Passage shown:
I remember reading a book titled “Death by Meeting” by Patrick Lencioni. The focus was on silos, politics, and turf wars in a business. I recently ran across an article suggesting that meetings should not last any longer than 30 minutes. I am sure some who are reading this can relate to being in a meeting that went on and on and on with no clear action and nothing done after the meeting.
Maybe implement compressed time for business meetings will remove this poor habit. As Parkinson’s law indicates work expands to fill the time available, so if you don’t set a limit to the meeting, it can drone on way too long.
Why 30 minutes? There is no scientific study, however, for me personally I see a higher level of intensity by participants because they know 30 minutes is the limit. Its seems people listen more intently when things move faster keeping us engaged. People tend to come prepared and ready to go. And if not, they will the next time.

Record list:
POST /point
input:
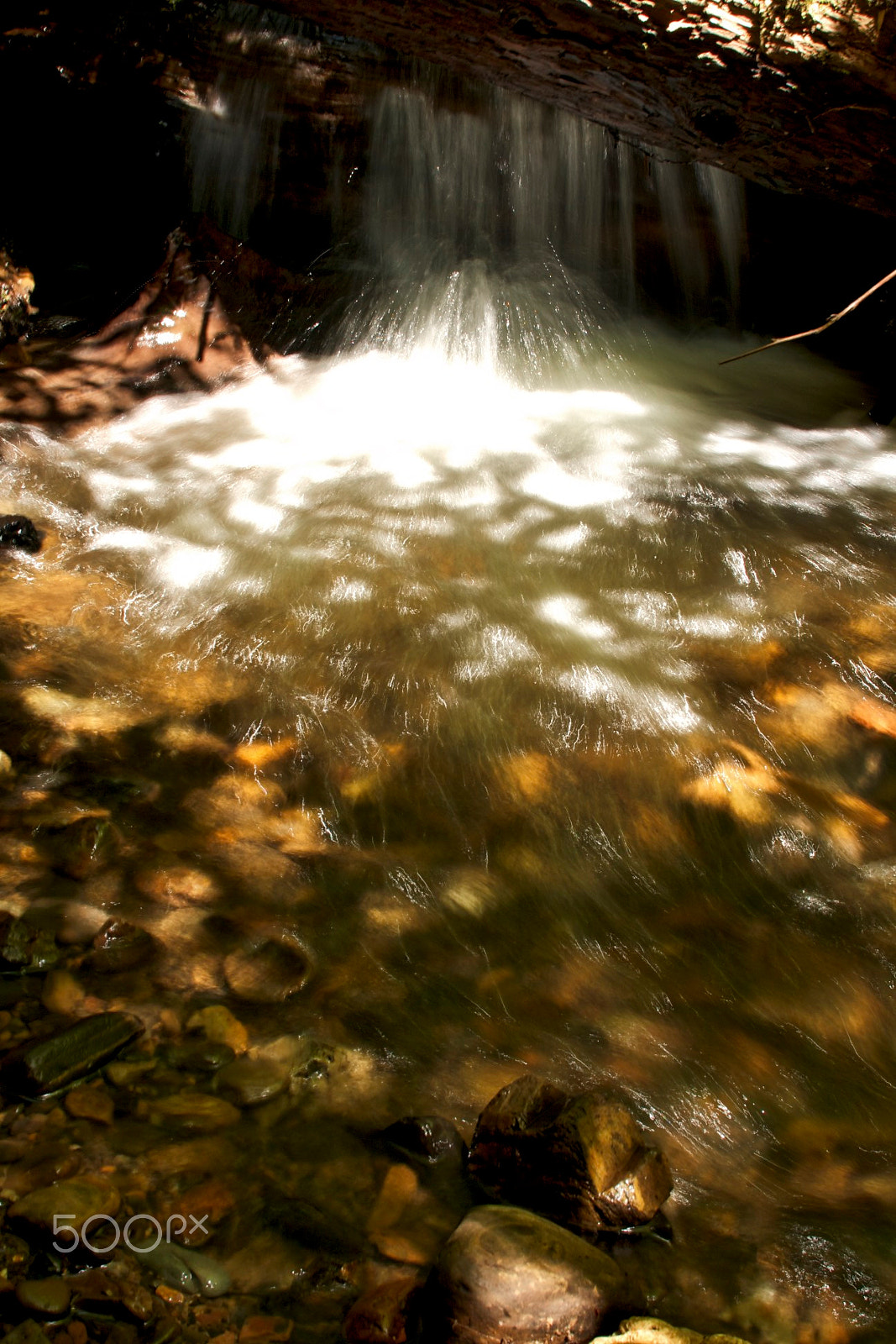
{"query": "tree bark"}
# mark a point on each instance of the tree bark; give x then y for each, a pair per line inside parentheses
(794, 94)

Requirement A: Please decide whether each statement below agrees with the passage on meeting length, answering yes or no and quoting the deciding words: (i) The book "Death by Meeting" focused on silos, politics, and turf wars in a business. (ii) A scientific study supports the 30-minute limit. (iii) Under the limit, people tend to arrive prepared.
Requirement B: Summarize the passage on meeting length in two sentences.

Right answer A:
(i) Yes: "The focus was on silos, politics, and turf wars in a business."
(ii) No: "There is no scientific study"
(iii) Yes: "People tend to come prepared and ready to go."

Right answer B: Meetings often drag on without clear action, and because work expands to fill the time available, capping them at 30 minutes could break that habit. There is no scientific study behind the limit, but with it participants show more intensity, listen more intently, and tend to come prepared.